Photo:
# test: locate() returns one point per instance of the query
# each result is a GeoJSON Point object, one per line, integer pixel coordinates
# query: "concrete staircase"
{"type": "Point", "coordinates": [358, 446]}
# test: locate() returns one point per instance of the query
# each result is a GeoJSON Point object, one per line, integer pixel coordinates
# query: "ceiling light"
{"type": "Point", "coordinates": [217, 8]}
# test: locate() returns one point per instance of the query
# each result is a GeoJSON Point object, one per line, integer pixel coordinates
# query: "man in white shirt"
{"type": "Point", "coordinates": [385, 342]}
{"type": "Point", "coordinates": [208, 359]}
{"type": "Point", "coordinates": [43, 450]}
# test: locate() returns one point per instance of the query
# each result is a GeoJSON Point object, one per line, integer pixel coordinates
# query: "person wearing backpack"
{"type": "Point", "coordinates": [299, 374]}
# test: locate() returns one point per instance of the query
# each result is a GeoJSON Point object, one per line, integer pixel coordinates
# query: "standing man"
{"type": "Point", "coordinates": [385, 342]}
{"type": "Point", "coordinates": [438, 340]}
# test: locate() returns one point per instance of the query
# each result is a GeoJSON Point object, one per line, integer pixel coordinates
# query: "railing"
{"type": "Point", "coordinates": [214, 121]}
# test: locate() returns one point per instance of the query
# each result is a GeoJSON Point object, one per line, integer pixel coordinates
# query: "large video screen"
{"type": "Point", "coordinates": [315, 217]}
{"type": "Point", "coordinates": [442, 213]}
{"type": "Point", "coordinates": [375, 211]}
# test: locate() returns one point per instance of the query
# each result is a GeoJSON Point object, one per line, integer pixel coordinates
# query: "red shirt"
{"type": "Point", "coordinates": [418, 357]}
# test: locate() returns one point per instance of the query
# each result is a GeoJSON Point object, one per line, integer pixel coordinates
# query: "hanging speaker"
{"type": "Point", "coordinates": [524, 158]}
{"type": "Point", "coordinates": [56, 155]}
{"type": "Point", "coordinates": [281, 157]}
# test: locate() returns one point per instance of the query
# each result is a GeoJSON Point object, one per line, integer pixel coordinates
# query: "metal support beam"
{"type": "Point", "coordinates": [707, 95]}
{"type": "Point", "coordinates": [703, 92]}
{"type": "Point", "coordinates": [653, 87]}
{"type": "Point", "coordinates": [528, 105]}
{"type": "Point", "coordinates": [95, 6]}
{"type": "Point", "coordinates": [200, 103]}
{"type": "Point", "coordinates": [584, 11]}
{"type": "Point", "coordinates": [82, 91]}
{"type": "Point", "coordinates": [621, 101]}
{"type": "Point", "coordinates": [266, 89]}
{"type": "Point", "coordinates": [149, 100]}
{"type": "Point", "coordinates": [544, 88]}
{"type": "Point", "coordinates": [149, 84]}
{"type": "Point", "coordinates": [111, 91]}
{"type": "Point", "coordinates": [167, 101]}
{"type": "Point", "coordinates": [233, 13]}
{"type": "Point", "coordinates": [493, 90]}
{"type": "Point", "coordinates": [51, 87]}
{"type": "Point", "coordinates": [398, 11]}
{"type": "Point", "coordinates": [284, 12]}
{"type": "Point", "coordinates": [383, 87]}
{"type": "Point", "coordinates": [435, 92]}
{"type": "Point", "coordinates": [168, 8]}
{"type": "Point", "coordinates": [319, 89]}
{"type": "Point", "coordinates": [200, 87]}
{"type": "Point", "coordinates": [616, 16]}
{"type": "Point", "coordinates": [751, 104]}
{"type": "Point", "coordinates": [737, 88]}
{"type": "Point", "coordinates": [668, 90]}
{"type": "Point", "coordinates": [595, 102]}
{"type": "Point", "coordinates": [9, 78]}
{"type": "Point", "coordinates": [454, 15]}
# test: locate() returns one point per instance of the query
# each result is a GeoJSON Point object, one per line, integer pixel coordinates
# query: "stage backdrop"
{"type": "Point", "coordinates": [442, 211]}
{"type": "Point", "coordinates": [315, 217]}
---*---
Copy the records above exactly.

Photo:
# test: locate() returns one point per instance of the query
# each result is a GeoJSON Point object, one per line, integer pixel coordinates
# query: "concrete staircase"
{"type": "Point", "coordinates": [358, 446]}
# test: locate() returns one point per instance of the query
# each result is a GeoJSON Point object, one per line, integer pixel coordinates
# query: "ceiling light"
{"type": "Point", "coordinates": [217, 8]}
# test: locate() returns one point per instance of the query
# each result is a GeoJSON Point object, one per line, integer pixel coordinates
# query: "man in white shirt"
{"type": "Point", "coordinates": [385, 342]}
{"type": "Point", "coordinates": [208, 359]}
{"type": "Point", "coordinates": [43, 450]}
# test: locate() returns one point per instance of the query
# each result is a GeoJSON Point object, one per line, integer pixel coordinates
# query: "person wearing backpack"
{"type": "Point", "coordinates": [299, 374]}
# test: locate() returns one point per instance of the query
# each result is a GeoJSON Point object, one per line, integer pixel coordinates
# query: "standing man"
{"type": "Point", "coordinates": [385, 342]}
{"type": "Point", "coordinates": [438, 340]}
# test: locate() returns one point per instance of the query
# each result is a GeoJSON Point object, one per line, integer pixel coordinates
# query: "railing"
{"type": "Point", "coordinates": [214, 121]}
# test: locate() returns one point per instance of the query
# each result is a GeoJSON Point object, one per line, integer pixel coordinates
# query: "large video screen"
{"type": "Point", "coordinates": [315, 217]}
{"type": "Point", "coordinates": [442, 213]}
{"type": "Point", "coordinates": [375, 211]}
# test: locate() returns one point per instance of the query
# each result is a GeoJSON Point object, one per line, integer pixel coordinates
# query: "red shirt"
{"type": "Point", "coordinates": [418, 357]}
# test: locate() returns one point per instance of the query
# each result is a GeoJSON Point object, one per line, integer pixel coordinates
# query: "hanging speaker"
{"type": "Point", "coordinates": [524, 158]}
{"type": "Point", "coordinates": [56, 155]}
{"type": "Point", "coordinates": [281, 157]}
# test: locate() returns one point per instance of the query
# each result is a GeoJSON Point object, one per line, integer pixel coordinates
# query: "metal support beam"
{"type": "Point", "coordinates": [707, 95]}
{"type": "Point", "coordinates": [703, 92]}
{"type": "Point", "coordinates": [653, 87]}
{"type": "Point", "coordinates": [528, 105]}
{"type": "Point", "coordinates": [95, 6]}
{"type": "Point", "coordinates": [200, 103]}
{"type": "Point", "coordinates": [584, 11]}
{"type": "Point", "coordinates": [82, 91]}
{"type": "Point", "coordinates": [621, 101]}
{"type": "Point", "coordinates": [266, 89]}
{"type": "Point", "coordinates": [149, 100]}
{"type": "Point", "coordinates": [544, 88]}
{"type": "Point", "coordinates": [149, 84]}
{"type": "Point", "coordinates": [111, 91]}
{"type": "Point", "coordinates": [167, 101]}
{"type": "Point", "coordinates": [233, 13]}
{"type": "Point", "coordinates": [493, 90]}
{"type": "Point", "coordinates": [51, 87]}
{"type": "Point", "coordinates": [398, 11]}
{"type": "Point", "coordinates": [284, 12]}
{"type": "Point", "coordinates": [383, 87]}
{"type": "Point", "coordinates": [435, 92]}
{"type": "Point", "coordinates": [168, 8]}
{"type": "Point", "coordinates": [319, 89]}
{"type": "Point", "coordinates": [200, 87]}
{"type": "Point", "coordinates": [616, 16]}
{"type": "Point", "coordinates": [751, 104]}
{"type": "Point", "coordinates": [737, 88]}
{"type": "Point", "coordinates": [668, 90]}
{"type": "Point", "coordinates": [595, 102]}
{"type": "Point", "coordinates": [9, 78]}
{"type": "Point", "coordinates": [454, 15]}
# test: locate() returns one point per instance of the query
# each result is a GeoJSON Point object, one per line, integer pixel coordinates
# query: "stage backdrop"
{"type": "Point", "coordinates": [442, 211]}
{"type": "Point", "coordinates": [315, 217]}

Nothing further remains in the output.